Find every line in the listing below that contains the word "table" and copy each of those lines.

┄┄┄┄┄┄┄┄┄┄

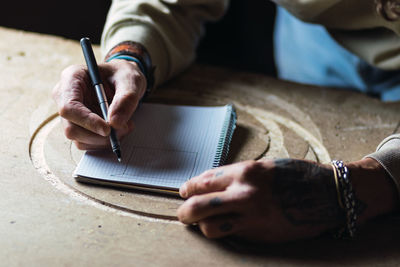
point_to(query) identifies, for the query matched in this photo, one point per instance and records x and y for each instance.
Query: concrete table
(49, 219)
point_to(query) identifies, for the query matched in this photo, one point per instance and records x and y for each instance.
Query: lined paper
(169, 145)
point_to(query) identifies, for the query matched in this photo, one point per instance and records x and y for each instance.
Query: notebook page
(169, 145)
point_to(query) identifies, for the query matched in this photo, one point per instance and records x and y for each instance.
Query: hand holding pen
(77, 102)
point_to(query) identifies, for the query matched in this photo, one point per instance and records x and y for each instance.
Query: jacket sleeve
(388, 155)
(169, 29)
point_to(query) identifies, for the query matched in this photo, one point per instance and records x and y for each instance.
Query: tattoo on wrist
(306, 192)
(226, 227)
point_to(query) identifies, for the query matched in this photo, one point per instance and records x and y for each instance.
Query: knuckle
(249, 167)
(193, 204)
(129, 96)
(65, 109)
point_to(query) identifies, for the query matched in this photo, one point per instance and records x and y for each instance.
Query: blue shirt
(306, 53)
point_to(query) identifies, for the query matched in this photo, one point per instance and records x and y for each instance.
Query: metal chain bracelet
(347, 199)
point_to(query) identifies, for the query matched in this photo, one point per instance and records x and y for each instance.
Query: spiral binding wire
(225, 137)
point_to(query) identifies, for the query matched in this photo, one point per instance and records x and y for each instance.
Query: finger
(210, 181)
(80, 115)
(199, 207)
(69, 95)
(130, 85)
(79, 134)
(223, 225)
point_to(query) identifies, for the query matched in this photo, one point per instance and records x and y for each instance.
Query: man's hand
(281, 200)
(270, 201)
(77, 103)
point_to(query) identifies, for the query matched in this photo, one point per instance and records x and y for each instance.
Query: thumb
(124, 103)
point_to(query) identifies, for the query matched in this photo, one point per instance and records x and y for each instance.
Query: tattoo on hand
(306, 193)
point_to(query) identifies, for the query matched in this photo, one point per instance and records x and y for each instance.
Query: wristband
(347, 199)
(137, 53)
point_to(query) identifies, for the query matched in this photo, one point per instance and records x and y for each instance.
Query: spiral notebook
(169, 145)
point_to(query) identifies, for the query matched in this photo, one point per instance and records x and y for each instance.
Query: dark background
(241, 40)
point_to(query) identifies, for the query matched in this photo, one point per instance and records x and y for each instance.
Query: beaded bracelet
(137, 53)
(347, 199)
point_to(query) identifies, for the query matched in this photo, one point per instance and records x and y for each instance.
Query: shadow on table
(376, 241)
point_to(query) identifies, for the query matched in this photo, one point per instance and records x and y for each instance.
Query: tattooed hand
(275, 201)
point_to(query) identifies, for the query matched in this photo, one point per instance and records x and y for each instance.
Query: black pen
(98, 85)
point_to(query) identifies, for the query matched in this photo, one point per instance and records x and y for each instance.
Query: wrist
(373, 187)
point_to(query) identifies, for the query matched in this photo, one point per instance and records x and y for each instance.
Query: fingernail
(183, 191)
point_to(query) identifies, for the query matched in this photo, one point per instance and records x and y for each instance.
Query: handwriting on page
(169, 145)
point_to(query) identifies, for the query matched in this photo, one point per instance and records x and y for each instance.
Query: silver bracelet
(347, 199)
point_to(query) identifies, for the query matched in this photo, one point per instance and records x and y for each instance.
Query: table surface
(47, 218)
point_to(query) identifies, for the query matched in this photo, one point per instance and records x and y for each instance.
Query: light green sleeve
(388, 155)
(169, 29)
(356, 25)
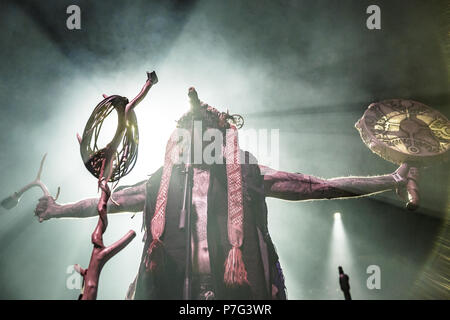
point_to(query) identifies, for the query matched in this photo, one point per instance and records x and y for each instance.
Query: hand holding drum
(406, 131)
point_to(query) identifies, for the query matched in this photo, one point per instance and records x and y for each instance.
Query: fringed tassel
(155, 256)
(235, 273)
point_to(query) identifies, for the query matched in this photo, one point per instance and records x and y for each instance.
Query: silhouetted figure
(344, 283)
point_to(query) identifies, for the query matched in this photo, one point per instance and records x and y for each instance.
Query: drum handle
(413, 189)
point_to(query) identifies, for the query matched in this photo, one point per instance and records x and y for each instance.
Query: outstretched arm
(297, 187)
(130, 199)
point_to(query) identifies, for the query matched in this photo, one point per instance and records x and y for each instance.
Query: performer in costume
(233, 254)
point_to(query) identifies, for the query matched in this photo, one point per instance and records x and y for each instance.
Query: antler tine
(41, 166)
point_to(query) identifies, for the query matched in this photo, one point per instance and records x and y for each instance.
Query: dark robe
(259, 255)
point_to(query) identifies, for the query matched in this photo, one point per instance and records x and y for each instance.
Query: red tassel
(235, 273)
(155, 256)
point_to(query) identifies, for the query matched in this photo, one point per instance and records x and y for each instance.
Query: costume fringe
(154, 259)
(235, 273)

┄┄┄┄┄┄┄┄┄┄

▸ **Result of this exercise**
Query: concrete table
Query: shadow on table
Query: table surface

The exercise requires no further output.